Instruction:
Every record below is to be retyped exactly.

Provided data:
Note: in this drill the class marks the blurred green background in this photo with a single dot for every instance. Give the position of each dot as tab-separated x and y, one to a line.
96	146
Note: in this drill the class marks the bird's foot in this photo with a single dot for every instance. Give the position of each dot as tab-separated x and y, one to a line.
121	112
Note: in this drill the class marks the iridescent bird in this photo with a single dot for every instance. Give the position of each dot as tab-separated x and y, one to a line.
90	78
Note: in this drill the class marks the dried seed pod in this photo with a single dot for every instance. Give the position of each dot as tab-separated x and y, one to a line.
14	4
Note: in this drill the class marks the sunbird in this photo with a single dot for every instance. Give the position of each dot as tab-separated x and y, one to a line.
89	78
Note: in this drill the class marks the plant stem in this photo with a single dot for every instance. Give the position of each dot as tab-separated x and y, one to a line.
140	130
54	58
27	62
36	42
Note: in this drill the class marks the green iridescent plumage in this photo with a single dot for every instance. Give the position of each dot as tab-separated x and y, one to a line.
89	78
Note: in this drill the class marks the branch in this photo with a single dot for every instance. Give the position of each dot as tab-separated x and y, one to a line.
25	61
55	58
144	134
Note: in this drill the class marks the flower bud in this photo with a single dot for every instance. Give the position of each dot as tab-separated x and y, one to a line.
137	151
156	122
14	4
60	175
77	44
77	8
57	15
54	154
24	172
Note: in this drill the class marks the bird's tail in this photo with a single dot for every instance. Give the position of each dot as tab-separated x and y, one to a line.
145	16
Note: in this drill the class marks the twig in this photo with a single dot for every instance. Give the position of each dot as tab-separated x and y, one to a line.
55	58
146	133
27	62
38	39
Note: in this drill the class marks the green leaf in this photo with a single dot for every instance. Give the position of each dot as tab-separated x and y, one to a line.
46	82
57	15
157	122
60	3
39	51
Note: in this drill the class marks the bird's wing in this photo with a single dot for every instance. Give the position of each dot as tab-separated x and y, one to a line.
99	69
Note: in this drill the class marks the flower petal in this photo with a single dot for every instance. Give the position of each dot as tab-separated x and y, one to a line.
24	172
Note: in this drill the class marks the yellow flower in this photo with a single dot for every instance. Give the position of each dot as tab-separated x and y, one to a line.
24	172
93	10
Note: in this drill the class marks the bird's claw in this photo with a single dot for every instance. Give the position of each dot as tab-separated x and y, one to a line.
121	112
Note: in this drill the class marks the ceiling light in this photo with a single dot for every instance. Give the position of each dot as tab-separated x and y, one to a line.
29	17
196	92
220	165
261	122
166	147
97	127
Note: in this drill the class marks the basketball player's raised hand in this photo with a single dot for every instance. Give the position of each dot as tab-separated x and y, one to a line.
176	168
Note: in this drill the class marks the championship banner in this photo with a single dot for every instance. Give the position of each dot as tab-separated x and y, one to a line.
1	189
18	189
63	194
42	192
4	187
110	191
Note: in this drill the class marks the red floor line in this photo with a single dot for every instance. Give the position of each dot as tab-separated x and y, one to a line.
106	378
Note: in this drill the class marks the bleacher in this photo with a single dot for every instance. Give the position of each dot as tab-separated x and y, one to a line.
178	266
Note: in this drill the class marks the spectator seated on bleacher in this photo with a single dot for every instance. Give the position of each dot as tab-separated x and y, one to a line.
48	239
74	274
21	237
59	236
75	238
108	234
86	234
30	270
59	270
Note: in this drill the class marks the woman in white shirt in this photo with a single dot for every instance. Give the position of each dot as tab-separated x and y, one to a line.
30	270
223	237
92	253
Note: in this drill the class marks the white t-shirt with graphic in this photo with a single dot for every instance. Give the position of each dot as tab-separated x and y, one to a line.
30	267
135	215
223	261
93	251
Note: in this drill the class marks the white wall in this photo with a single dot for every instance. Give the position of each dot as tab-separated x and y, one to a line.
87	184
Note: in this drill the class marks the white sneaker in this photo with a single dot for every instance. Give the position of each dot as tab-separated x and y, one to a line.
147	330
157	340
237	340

Finished exercise:
Note: in this drill the class marks the blurred green background in this photo with a single dot for every instance. Give the position of each dot as tab-separated x and y, one to a line.
96	146
Note: in this drill the class marks the bird's foot in this photo with a single dot for every instance. Give the position of each dot as tab-separated x and y, one to a line.
121	112
Note: in this drill the class marks the iridescent bird in this photo with a single dot for every instance. Give the position of each dot as tab-separated x and y, one to a line.
90	78
Note: in this drill the class marks the dried seed pod in this photo with a single dot for every instance. Give the position of each dot as tab-separated x and y, one to a line.
14	4
Note: in this drill the class marks the sunbird in this photo with a single dot for every instance. Give the position of each dot as tab-separated x and y, one to a line.
89	78
Note: in this drill the class marks the plant stem in this photo with a single dot for every instance. Give the position of each dot as tab-separated x and y, one to a line.
140	130
54	58
27	62
36	42
Note: in this drill the class marks the green iridescent plumage in this photo with a single dot for every instance. Give the position of each dot as tab-separated x and y, one to a line.
89	78
Note: in this drill the class marks the branch in this photo with a single dot for every instance. Give the position of each dot as tab-separated x and y, one to a line.
25	61
55	58
144	134
Note: in this drill the class marks the flower bud in this photo with a single dot for every instance. Give the position of each dot as tab-separated x and y, one to a line.
137	151
156	122
14	4
60	175
77	44
77	8
57	15
54	154
24	172
Note: in this drill the class marks the bird's tail in this photo with a single dot for every instance. Give the position of each dot as tab-separated x and y, one to a line.
145	16
Note: in this drill the class marks the twig in this photo with a single dot for every instance. Give the position of each dot as tab-separated x and y, one to a line.
55	58
146	133
27	62
38	39
Note: in this drill the class marks the green leaf in this photo with a single dot for every instance. Give the position of each dot as tab-separated x and y, one to a line.
46	82
57	15
157	122
60	3
39	51
Note: in this drill the class marks the bird's wing in this photo with a single dot for every instance. Give the position of each dot as tab-separated x and y, one to a line.
99	69
Note: in this drill the class marks the flower petal in this photo with a single dot for every instance. Give the position of each dot as tab-separated x and y, one to a line.
24	172
Note: in this drill the class marks the yellow flower in this photo with a single dot for every instance. Give the position of each dot as tab-separated x and y, one to a line.
24	172
93	10
Note: in this drill the class marks the bird's claw in this photo with a single dot for every instance. Give the position of each dot as tab-separated x and y, one to a line.
121	112
Note: in this drill the class marks the ceiling light in this photo with a single dot for every instance. Give the position of each dot as tab-separated x and y, one to a line.
29	17
196	92
220	165
261	122
166	147
97	127
Note: in this drill the class marks the basketball player's raised hand in this photo with a single dot for every instance. Give the position of each dot as tab-separated x and y, one to a line.
176	168
Note: in this drill the class marks the championship banner in this photo with a single dot for every instance. Give the position of each dot as tab-separated x and y, one to a line.
1	189
18	189
63	194
42	192
4	187
110	191
Note: in this drill the class marks the red floor line in this photo with a single dot for every instance. Give the position of each dot as tab-separated x and y, one to a line.
106	378
Note: in this drill the class marks the bleacher in this photo with a single dot for every instance. Give the position of each dot as tab-separated x and y, one to a line.
178	266
Note: in this drill the class marks the spectator seated on bleacher in this photo with a single dot for every instance. Give the position of each dot as tab-separated x and y, one to a line.
48	239
74	274
21	237
59	236
75	238
108	234
86	234
30	270
59	270
Note: in this drill the class marks the woman in white shirt in this photo with a single dot for every instance. Give the position of each dot as tab-separated x and y, one to a line.
30	270
223	237
92	253
Note: in this drill the class marks the white t-shirt with graphic in this photo with a single dot for every instance. Give the position of each dot as tab-separated x and y, one to a line.
30	267
135	215
223	261
93	251
Note: in this drill the class marks the white wall in this photo with a single dot for every instance. Give the position of each dot as tab-separated x and y, one to a line.
87	184
Note: in this drill the class marks the white sneaker in this photo with a single dot for every instance. Give the position of each dot as tab-separated x and y, one to a line.
147	330
157	340
237	340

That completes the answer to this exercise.